### [WHAT NEEDS TO BE DONE]
In the listing below, rewrite every line starting at the one with "task=detect input=woman's face" and ending at the one with "[160,508,203,537]", both included. Keep the request lines unchanged, and shift each box coordinate by adding 141 to it.

### [STORED ROWS]
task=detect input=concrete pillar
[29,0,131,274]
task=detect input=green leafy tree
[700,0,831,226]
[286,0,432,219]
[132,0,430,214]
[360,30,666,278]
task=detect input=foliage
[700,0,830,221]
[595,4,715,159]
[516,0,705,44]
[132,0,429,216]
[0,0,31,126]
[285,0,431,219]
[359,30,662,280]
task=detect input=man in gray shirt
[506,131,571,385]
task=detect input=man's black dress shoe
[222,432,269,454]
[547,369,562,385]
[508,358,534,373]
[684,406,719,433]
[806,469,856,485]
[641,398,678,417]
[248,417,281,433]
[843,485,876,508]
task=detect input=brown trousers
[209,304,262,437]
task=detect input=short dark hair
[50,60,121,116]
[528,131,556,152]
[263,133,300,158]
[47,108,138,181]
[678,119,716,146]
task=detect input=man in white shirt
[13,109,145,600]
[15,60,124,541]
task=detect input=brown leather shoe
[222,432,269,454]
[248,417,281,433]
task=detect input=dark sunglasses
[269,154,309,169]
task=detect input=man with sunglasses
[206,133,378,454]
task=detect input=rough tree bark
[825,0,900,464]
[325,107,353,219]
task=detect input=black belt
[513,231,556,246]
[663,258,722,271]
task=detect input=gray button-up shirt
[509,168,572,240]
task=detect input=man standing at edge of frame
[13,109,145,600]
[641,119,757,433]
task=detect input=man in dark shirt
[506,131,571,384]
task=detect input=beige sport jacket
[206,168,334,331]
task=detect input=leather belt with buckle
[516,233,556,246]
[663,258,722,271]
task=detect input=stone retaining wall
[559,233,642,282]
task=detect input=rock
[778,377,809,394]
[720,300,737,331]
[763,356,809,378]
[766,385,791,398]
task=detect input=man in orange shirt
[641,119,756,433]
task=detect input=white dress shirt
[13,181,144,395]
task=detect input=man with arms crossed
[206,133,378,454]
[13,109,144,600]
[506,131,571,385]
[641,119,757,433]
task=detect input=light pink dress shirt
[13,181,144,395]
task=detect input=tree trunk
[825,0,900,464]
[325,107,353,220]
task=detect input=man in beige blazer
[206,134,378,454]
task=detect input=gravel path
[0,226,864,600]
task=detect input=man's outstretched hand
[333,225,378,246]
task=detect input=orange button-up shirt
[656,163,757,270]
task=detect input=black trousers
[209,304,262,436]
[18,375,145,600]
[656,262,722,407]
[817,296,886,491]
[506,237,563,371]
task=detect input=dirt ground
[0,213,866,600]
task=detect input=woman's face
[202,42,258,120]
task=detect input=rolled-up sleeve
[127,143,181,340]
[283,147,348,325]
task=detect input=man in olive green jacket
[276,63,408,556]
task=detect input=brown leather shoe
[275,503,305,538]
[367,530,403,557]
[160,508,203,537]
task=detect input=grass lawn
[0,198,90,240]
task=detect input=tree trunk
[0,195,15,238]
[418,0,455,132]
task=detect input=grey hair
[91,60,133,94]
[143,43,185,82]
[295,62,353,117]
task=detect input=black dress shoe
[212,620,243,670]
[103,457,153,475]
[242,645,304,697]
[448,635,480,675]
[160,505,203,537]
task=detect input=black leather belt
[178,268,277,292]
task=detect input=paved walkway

### [TASK OUTPUT]
task=detect input=woman's face
[343,183,399,261]
task=detect input=rolled-up sleeve
[268,284,322,481]
[424,288,489,466]
task=detect input=man in olive green jacket
[417,204,549,697]
task=detect input=brown leather shoe
[416,644,446,679]
[508,671,544,698]
[301,649,344,678]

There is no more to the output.